The Emir of Kano and former Governor of the Central Bank of Nigeria (CBN), Sanusi Lamido Sanusi, has said that his experience as a traditional ruler revealed to him the true scale of poverty in Nigeria—something he had not fully grasped during his time in government or finance.
Speaking in Abuja on Saturday, May 31, at a public lecture marking the 60th birthday of former Rivers State Governor Rotimi Amaechi, Sanusi shared that it was only after becoming Emir that he came face to face with the everyday struggles of ordinary Nigerians. The lecture was themed *“Weaponization of Poverty as a Means of Underdevelopment: A Case Study of Nigeria.”*
“Many of the elite in Nigeria do not know what poverty really is,” Sanusi said. “As an economist and a former CBN governor, I saw the numbers. But I didn’t truly understand poverty until I became Emir.”
He recounted visiting rural communities where people live in dire conditions—drinking unsafe water, sleeping in inadequate shelters, and attending school in roofless two-block classrooms. “You see how people live, and you begin to question our priorities. Do we really love the people, or do we just love ruling over them?” he asked. “We build overhead bridges and underpasses in the cities, yet in the villages, people can’t access basic healthcare.”
Sanusi urged Nigerian leaders to shift focus from self-serving infrastructure in urban centers to meaningful investments in the welfare of the rural poor. “We are in a crisis,” he said. “Our attention should be on how to get out of it—not just maintaining power.”
Also speaking at the event, former Kaduna State Governor Nasir El-Rufai criticized Nigeria’s recurring pattern of electing leaders who are more interested in power than governance. “We keep electing people who know how to win elections but not how to lead,” he said.
Adding his voice, Prof. Usman Yusuf, former Executive Secretary of the National Health Insurance Scheme, noted that many of the challenges people present at hospitals are rooted in poverty, not illness. He blamed systemic corruption and poor governance for widespread hardship, warning that unless Nigerians become more intentional in choosing competent leaders, the cycle of underdevelopment will continue.
☆ ☆ ☆
Activity 1
From the report on Sanusi's remarks, copy the passage that begins at the words "Adding his voice, Prof." and stops after "underdevelopment will continue.".
Activity 2
Summarize the report on Sanusi's remarks in two sentences.
Activity 3
List every person named in the report on Sanusi's remarks.

Given information
☆ ☆ ☆
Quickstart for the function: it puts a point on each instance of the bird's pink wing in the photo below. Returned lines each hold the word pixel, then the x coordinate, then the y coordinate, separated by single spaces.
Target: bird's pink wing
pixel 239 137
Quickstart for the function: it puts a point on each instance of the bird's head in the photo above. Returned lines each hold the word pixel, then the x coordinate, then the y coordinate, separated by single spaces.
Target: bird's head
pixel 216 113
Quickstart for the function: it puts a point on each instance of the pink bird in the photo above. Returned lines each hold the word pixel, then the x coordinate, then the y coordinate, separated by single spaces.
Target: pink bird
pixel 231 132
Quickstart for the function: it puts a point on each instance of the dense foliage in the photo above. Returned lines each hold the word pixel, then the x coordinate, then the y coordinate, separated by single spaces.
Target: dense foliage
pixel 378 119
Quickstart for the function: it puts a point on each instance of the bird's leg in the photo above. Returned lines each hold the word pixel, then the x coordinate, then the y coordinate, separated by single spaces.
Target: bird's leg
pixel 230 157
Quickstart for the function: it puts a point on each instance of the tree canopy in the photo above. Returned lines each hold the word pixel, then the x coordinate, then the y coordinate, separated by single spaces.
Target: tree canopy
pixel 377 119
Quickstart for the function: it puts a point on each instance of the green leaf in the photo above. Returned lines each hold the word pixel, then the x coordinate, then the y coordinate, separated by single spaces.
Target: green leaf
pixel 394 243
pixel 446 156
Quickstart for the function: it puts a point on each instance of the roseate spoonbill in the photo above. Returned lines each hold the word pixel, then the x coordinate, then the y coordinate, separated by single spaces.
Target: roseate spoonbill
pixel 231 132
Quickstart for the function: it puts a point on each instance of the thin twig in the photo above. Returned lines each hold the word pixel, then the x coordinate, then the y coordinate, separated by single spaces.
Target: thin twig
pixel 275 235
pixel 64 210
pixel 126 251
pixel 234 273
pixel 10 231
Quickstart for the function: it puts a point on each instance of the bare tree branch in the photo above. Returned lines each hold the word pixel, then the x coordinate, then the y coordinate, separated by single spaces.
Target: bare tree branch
☆ ☆ ☆
Final answer 1
Adding his voice, Prof. Usman Yusuf, former Executive Secretary of the National Health Insurance Scheme, noted that many of the challenges people present at hospitals are rooted in poverty, not illness. He blamed systemic corruption and poor governance for widespread hardship, warning that unless Nigerians become more intentional in choosing competent leaders, the cycle of underdevelopment will continue.

Final answer 2
At a lecture in Abuja marking the 60th birthday of former Rivers State Governor Rotimi Amaechi, Emir of Kano Sanusi Lamido Sanusi said he only truly understood poverty in Nigeria after becoming Emir. He urged leaders to invest in the welfare of the rural poor rather than urban infrastructure, while fellow speakers Nasir El-Rufai and Prof. Usman Yusuf criticized the election of leaders more interested in power than governance and blamed corruption and poor governance for widespread hardship.

Final answer 3
Sanusi Lamido Sanusi
Rotimi Amaechi
Nasir El-Rufai
Usman Yusuf